_Exercise details_: Give the entries again in full. Nothing may be altered.

[Dataset entries]
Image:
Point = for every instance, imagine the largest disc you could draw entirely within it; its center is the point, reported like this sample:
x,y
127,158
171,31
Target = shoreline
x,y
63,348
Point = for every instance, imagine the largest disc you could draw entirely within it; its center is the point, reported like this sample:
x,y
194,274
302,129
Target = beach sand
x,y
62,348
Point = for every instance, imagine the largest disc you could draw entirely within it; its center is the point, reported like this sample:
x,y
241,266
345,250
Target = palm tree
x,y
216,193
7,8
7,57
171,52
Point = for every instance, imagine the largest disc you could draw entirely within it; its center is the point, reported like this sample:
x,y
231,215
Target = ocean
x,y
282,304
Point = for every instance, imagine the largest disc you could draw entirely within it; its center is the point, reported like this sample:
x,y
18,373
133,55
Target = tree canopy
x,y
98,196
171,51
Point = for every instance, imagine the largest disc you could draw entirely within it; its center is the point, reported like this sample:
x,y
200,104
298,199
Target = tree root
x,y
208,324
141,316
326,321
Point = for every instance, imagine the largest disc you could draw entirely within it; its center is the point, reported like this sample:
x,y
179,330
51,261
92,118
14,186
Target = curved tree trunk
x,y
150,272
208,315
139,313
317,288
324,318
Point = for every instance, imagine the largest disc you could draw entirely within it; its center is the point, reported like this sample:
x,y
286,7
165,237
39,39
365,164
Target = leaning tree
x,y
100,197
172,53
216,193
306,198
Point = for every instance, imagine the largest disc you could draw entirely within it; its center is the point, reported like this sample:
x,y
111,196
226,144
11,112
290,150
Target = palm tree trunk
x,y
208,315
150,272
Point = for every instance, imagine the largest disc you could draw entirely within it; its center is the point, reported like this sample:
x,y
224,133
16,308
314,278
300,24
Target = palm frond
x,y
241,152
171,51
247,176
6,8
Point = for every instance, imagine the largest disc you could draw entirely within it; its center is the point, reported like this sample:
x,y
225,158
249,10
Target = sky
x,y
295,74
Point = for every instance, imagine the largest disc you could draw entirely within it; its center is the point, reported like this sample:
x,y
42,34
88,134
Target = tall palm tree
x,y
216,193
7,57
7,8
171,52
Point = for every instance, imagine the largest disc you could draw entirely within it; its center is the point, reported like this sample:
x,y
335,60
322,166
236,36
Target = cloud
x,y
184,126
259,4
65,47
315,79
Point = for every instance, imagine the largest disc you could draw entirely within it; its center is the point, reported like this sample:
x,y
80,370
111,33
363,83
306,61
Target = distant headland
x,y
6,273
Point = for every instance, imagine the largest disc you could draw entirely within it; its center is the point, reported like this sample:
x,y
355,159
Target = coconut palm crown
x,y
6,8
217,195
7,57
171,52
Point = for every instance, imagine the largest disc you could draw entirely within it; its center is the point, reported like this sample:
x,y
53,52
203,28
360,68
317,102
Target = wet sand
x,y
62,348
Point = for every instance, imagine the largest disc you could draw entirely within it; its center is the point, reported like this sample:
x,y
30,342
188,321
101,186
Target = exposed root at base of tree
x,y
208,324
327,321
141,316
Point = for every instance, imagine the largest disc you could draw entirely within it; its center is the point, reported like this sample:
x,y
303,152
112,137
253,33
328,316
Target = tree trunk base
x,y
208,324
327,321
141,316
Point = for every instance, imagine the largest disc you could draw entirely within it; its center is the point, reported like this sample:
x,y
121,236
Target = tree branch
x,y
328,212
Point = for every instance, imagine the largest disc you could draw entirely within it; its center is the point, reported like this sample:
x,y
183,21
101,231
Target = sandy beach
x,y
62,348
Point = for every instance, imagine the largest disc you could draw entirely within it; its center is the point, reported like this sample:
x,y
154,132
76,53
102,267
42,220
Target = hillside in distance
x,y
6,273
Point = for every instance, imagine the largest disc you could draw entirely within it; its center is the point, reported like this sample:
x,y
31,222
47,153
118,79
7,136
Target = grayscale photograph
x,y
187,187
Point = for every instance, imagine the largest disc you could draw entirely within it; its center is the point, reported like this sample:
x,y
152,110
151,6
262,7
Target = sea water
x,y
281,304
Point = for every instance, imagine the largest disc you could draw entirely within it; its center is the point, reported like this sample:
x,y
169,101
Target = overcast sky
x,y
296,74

_Solution to this task_:
Image:
Point = for every instance, imagine the largest disc you could draw entirely within it; its center is the point, reported like this sample:
x,y
127,158
171,31
Target = shoreline
x,y
63,348
Point = for every instance, imagine the largest disc you could draw entirely within it; its center is the point, reported like this sample:
x,y
194,274
302,129
Target = beach sand
x,y
62,348
Point = for every instance, imagine the largest disc you could draw entirely within it; its center is the point, reported like this sample:
x,y
241,266
345,250
Target = palm tree
x,y
216,193
7,8
7,57
171,52
Point = for every instance, imagine the largest disc you could draw entirely within it; its center is the point, reported like this sample:
x,y
231,215
Target = ocean
x,y
282,304
Point = for every instance, imagine the largest disc you could draw entirely within it; its center is the point, reported like this sample:
x,y
18,373
133,55
Target = tree canopy
x,y
98,196
171,51
Point = for every instance, imagine the largest disc you could draw entirely within it; its center is the point, reported like this sample:
x,y
200,104
298,199
Target = tree root
x,y
208,324
141,316
326,321
Point = for every instance, imagine the largest disc you could draw entirely within it; its center is the point, reported like this sample:
x,y
179,330
51,261
92,118
14,186
Target = curved tree trunk
x,y
150,272
208,315
139,313
317,288
324,318
Point = for every instance, imagine the largest disc you could draw entirely within it; its center is the point, reported like this sample:
x,y
286,7
165,237
39,39
365,164
Target = leaning tree
x,y
100,197
172,53
216,193
306,198
Point = for every instance, imagine the largest disc you could draw entirely within it; its center is the point, reported like this sample:
x,y
111,196
226,144
11,112
290,150
Target = palm tree trunk
x,y
208,315
150,272
Point = for every instance, imagine the largest disc you could draw entirely within it; its center is the point, reported like this sample:
x,y
224,133
16,308
314,278
300,24
Target = palm frond
x,y
241,152
171,51
247,176
6,8
Point = for every instance, imagine the largest disc you could draw entirely within it; its center is the point, reported like this sample:
x,y
225,158
249,10
Target = sky
x,y
295,74
Point = for every instance, imagine the largest disc you could draw entirely within it; its center is the point, reported like this sample:
x,y
42,34
88,134
Target = tall palm tree
x,y
216,193
7,57
7,8
171,52
Point = for every instance, imagine the largest disc you could draw entirely within it; its center is the point, reported like this sample:
x,y
335,60
322,166
236,36
Target = cloud
x,y
184,126
259,4
65,47
315,79
Point = for every instance, imagine the largest disc you could draw entirely within it; its center is the point, reported like this sample:
x,y
80,370
111,33
363,83
306,61
Target = distant headland
x,y
6,273
Point = for every instance, imagine the largest disc you could draw entirely within it; its center is the point, reported like this sample:
x,y
355,159
Target = coconut palm crown
x,y
6,8
217,195
7,57
171,52
Point = for every instance, imagine the largest disc you could draw entirely within it; its center is the point, reported like this sample:
x,y
53,52
203,28
360,68
317,102
Target = wet sand
x,y
62,348
Point = for every instance, imagine the largest disc you could draw entirely within it; its center is the point, reported like this sample:
x,y
30,342
188,321
101,186
Target = exposed root at base of tree
x,y
208,324
327,321
141,316
Point = for every instance, imagine the largest disc you could draw entirely within it; its center is the point, reported like this sample:
x,y
303,152
112,137
253,33
328,316
Target = tree trunk base
x,y
208,324
327,321
141,316
Point = for every instance, imagine the largest disc you could draw entirely within it; its center is the point, reported like this sample:
x,y
121,236
Target = tree branch
x,y
328,212
Point = for every instance, imagine the largest disc you could draw entirely within it; its center is the point, reported like this sample:
x,y
183,21
101,231
Target = sandy beach
x,y
62,348
Point = for every instance, imagine the largest disc you could draw entirely within it; its center is the point, reported like this sample:
x,y
154,132
76,53
102,267
42,220
Target = hillside in distance
x,y
6,273
Point = for every instance, imagine the largest disc you could draw entirely within it; its center is the point, reported like this sample:
x,y
31,222
47,153
118,79
7,136
Target = grayscale photograph
x,y
187,187
Point = for every instance, imagine the largest disc you could draw entirely within it; its center is the point, reported like this sample:
x,y
152,110
151,6
262,7
Target = sea water
x,y
281,304
Point = for every instance, imagine the largest disc you could draw entirely within it; its center is the point, reported like this sample:
x,y
169,101
Target = overcast sky
x,y
296,74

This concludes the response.